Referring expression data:
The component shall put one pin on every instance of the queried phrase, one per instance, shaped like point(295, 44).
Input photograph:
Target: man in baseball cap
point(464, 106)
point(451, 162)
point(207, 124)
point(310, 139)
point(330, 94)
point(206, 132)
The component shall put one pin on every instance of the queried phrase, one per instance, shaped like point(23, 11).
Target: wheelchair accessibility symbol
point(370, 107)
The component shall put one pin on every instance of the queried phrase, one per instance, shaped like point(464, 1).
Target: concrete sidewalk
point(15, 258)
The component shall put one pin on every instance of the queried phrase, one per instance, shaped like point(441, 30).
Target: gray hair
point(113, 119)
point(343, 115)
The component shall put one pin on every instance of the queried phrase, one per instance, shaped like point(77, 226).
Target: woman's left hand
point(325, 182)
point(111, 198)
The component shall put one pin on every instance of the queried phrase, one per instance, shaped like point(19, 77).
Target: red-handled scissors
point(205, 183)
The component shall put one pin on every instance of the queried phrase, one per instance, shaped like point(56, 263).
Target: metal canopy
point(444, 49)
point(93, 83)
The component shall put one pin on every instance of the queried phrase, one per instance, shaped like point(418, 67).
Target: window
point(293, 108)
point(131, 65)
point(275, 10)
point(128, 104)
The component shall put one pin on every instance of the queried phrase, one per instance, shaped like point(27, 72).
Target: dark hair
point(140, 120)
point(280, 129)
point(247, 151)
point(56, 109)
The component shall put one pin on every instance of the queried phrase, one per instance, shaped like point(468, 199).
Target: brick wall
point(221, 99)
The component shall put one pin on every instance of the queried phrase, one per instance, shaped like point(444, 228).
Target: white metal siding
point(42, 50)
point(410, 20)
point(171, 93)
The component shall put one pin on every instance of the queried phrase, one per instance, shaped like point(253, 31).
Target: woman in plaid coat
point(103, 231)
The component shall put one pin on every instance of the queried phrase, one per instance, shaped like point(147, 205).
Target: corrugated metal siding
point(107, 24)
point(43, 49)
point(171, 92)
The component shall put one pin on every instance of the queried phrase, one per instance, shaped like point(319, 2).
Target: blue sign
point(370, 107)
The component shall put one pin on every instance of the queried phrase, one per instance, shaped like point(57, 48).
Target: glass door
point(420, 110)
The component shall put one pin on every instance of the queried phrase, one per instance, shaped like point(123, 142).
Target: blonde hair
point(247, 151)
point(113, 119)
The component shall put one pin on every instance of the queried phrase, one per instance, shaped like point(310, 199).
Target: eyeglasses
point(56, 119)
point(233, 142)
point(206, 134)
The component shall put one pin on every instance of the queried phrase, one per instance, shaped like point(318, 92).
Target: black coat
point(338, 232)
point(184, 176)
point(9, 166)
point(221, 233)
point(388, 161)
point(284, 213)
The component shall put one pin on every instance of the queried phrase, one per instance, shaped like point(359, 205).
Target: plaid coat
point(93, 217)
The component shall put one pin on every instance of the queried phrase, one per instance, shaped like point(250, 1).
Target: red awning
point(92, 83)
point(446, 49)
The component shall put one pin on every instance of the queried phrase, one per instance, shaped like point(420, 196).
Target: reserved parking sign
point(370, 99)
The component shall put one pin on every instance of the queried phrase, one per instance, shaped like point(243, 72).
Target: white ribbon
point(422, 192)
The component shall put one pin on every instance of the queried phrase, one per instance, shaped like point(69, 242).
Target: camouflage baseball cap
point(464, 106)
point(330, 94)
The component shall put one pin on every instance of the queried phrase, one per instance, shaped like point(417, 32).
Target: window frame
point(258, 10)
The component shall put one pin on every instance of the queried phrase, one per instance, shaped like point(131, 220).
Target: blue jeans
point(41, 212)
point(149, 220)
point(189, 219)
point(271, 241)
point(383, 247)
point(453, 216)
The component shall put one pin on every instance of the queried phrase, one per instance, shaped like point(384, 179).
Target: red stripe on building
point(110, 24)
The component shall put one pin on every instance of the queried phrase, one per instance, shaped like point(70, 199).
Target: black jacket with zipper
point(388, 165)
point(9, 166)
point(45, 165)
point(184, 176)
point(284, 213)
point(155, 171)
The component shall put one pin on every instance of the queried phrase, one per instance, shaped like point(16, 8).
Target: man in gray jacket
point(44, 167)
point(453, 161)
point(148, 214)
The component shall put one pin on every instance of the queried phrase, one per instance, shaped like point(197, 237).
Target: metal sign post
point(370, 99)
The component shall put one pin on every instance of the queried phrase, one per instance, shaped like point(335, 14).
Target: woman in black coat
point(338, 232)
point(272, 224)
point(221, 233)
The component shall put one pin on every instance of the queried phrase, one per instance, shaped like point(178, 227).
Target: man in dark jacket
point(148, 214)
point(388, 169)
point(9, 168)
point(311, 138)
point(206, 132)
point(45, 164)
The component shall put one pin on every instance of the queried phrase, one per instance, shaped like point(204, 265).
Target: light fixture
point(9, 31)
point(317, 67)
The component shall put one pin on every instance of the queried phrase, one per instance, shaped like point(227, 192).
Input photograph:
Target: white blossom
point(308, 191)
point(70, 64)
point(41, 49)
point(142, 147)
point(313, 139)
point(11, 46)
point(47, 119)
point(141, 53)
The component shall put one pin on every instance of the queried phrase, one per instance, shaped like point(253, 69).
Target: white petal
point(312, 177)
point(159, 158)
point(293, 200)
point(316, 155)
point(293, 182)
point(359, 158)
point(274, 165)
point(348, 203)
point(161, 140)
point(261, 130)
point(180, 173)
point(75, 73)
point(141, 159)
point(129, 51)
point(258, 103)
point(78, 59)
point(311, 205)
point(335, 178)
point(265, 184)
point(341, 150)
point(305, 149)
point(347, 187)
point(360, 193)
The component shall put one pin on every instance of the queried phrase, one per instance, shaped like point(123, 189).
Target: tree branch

What you should do -
Please retype all of the data above exactly as written.

Answer to this task -
The component shall put one pin on every instance of the queried phrase, one per instance, shaped like point(295, 44).
Input photograph:
Target: man in baseball cap
point(464, 106)
point(451, 162)
point(207, 124)
point(310, 139)
point(330, 94)
point(206, 132)
The component shall put one pin on every instance of the queried phrase, one per instance, shaped like point(23, 11).
Target: wheelchair accessibility symbol
point(370, 107)
The component shall put one pin on every instance of the queried phrase, one per instance, shaped like point(464, 1).
Target: concrete sidewalk
point(15, 258)
The component shall put one pin on every instance of the queried phrase, one per instance, shaped like point(441, 30).
Target: gray hair
point(113, 119)
point(343, 115)
The component shall put one pin on every instance of the queried phrase, one per instance, shaped like point(77, 226).
Target: woman's left hand
point(325, 182)
point(111, 198)
The component shall put one pin on every instance of the queried phrase, one per instance, shaped like point(19, 77).
Target: red-handled scissors
point(205, 183)
The component shall put one pin on every instance of the queried phrase, one per instance, shaped like point(56, 263).
Target: metal canopy
point(444, 49)
point(93, 83)
The component shall put one pin on every instance of the queried phrase, one per instance, shaped like point(418, 67).
Target: window
point(293, 108)
point(131, 65)
point(275, 10)
point(128, 104)
The component shall put one pin on every instance of the queried phrase, one per instance, shaped like point(27, 72).
Target: dark hair
point(140, 120)
point(280, 129)
point(247, 151)
point(56, 109)
The component shall put one pin on every instance of the queried phrase, one per instance, shaped like point(468, 199).
Target: brick wall
point(221, 99)
The component shall put one pin on every instance of the queried phrase, one per instance, shaped like point(444, 228).
Target: white metal siding
point(42, 50)
point(410, 20)
point(171, 93)
The component shall put one pin on every instance of the queried phrase, one per instance, shaped like point(253, 31).
Target: woman in plaid coat
point(103, 231)
The component shall put one pin on every instance of the queried phrase, one per instance, shaped like point(147, 205).
Target: corrugated metal siding
point(107, 24)
point(43, 49)
point(171, 92)
The component shall put one pin on every instance of the queried phrase, one per instance, shaped like point(319, 2).
Target: blue sign
point(370, 107)
The component shall put one pin on every instance of the queried phrase, one per instance, shaped like point(57, 48).
Target: glass door
point(420, 110)
The component shall put one pin on every instance of the queried phrase, one per instance, shaped like point(123, 142).
Target: blonde hair
point(247, 151)
point(113, 119)
The component shall put one pin on every instance of the queried phrase, one per instance, shaped like point(310, 199).
Target: eyeglasses
point(56, 119)
point(233, 142)
point(206, 134)
The component shall put one pin on every instance of the queried phrase, one per instance, shaped like point(318, 92).
Target: black coat
point(338, 232)
point(184, 176)
point(9, 166)
point(221, 233)
point(388, 161)
point(284, 213)
The component shall put one pin on every instance of the queried phrase, one per instance, shaped like point(359, 205).
Target: plaid coat
point(93, 217)
The component shall put one pin on every instance of the queried phrase, one per instance, shaped like point(250, 1).
Target: red awning
point(92, 83)
point(446, 49)
The component shall put one pin on every instance of the queried phrase, one per instance, shaped like point(420, 196).
Target: reserved parking sign
point(370, 99)
The component shall put one pin on every instance of the queried phrase, one per instance, shaped like point(243, 72).
Target: white ribbon
point(422, 192)
The component shall put one pin on every instance of the queried phrase, one per instance, shaped like point(69, 242).
Target: camouflage baseball cap
point(464, 106)
point(330, 94)
The component shall put one pin on every instance of the queried phrase, one per instance, shaped like point(417, 32).
Target: window frame
point(258, 10)
The component shall put one pin on every instance of the queried phrase, one per instance, shaped like point(131, 220).
Target: blue jeans
point(41, 212)
point(149, 220)
point(189, 219)
point(271, 241)
point(383, 247)
point(453, 216)
The component shall put one pin on every instance of the queried phrase, one per instance, shaped like point(384, 179).
Target: red stripe on building
point(110, 24)
The component shall put one pin on every instance of the queried phrase, one per instance, shaped like point(70, 199).
Target: black jacket with zipper
point(388, 165)
point(9, 166)
point(45, 165)
point(184, 176)
point(284, 213)
point(155, 171)
The component shall put one pin on every instance of the queried phrase, one per instance, shaped like point(16, 8).
Target: man in gray jacket
point(44, 167)
point(453, 161)
point(148, 214)
The component shall put one pin on every instance of the queried phrase, one per instance, shaped like point(197, 237).
Target: metal sign post
point(370, 99)
The component shall put one pin on every instance of the queried phrase, one per instance, shaped like point(335, 14).
Target: woman in black coat
point(338, 232)
point(272, 224)
point(221, 233)
The component shall put one pin on every instance of the queried phrase, one per instance, shaped like point(178, 227).
Target: man in dark jacket
point(148, 214)
point(388, 169)
point(9, 168)
point(311, 138)
point(206, 132)
point(45, 164)
The component shall put one pin on every instance of the queried phrase, one per instance, shaped like point(204, 265).
Target: light fixture
point(9, 31)
point(317, 67)
The component shall put one pin on every instance of the queried phrase, one per instance, shaped like point(227, 192).
Input photograph:
Target: white blossom
point(308, 191)
point(70, 64)
point(41, 49)
point(142, 147)
point(313, 139)
point(11, 46)
point(47, 119)
point(141, 53)
The component shall put one pin on every instance of the queried phrase, one per instance, shaped like point(253, 69).
Target: white petal
point(312, 177)
point(159, 158)
point(293, 200)
point(316, 155)
point(293, 182)
point(359, 158)
point(274, 165)
point(348, 203)
point(161, 140)
point(261, 130)
point(180, 173)
point(75, 73)
point(141, 159)
point(129, 51)
point(258, 103)
point(78, 59)
point(311, 205)
point(335, 178)
point(265, 184)
point(341, 150)
point(305, 149)
point(347, 187)
point(360, 193)
The component shall put one pin on every instance of the queried phrase, one per instance, shaped like point(123, 189).
Target: tree branch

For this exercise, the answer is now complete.